## Work request
For the records below, work out the number of lines holding "white" and reply with only that.

## Data in this exercise
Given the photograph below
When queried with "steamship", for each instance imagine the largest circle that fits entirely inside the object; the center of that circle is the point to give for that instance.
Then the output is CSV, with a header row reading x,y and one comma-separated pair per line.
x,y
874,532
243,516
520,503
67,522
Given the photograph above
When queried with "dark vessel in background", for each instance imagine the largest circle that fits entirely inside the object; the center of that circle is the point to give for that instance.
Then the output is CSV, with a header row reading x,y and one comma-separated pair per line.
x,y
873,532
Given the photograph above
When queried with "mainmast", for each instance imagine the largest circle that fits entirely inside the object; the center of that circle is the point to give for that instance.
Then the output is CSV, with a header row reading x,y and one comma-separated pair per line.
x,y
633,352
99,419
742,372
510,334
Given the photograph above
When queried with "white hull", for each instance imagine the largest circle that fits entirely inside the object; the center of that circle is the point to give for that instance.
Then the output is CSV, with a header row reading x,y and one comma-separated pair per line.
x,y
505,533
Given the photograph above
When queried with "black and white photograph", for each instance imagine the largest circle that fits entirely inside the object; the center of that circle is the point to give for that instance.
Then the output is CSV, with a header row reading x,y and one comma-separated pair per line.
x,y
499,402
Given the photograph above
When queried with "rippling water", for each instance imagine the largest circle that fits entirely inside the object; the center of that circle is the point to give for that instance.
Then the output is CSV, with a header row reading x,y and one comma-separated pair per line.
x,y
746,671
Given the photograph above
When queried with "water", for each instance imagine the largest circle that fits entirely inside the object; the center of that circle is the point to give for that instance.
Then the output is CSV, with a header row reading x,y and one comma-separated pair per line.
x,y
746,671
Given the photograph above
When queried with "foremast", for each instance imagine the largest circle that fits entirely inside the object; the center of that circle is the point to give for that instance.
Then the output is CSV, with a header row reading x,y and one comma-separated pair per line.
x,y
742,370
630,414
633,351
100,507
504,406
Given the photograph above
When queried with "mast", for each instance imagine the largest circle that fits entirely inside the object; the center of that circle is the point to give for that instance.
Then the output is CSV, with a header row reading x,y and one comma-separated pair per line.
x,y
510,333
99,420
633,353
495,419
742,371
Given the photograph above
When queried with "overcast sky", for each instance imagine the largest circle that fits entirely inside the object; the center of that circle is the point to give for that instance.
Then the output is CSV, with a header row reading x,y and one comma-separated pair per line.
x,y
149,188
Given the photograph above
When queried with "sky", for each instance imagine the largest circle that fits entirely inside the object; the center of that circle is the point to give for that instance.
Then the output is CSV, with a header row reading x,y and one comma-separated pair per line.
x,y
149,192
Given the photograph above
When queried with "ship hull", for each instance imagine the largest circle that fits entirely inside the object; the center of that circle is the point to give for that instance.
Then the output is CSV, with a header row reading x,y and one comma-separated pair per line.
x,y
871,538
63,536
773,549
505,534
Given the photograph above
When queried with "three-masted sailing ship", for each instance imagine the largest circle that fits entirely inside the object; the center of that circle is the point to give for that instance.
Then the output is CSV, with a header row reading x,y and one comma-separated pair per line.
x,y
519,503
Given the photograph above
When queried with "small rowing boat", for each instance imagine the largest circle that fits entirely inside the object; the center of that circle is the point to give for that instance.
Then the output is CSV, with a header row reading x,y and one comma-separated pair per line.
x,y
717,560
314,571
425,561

## Response
2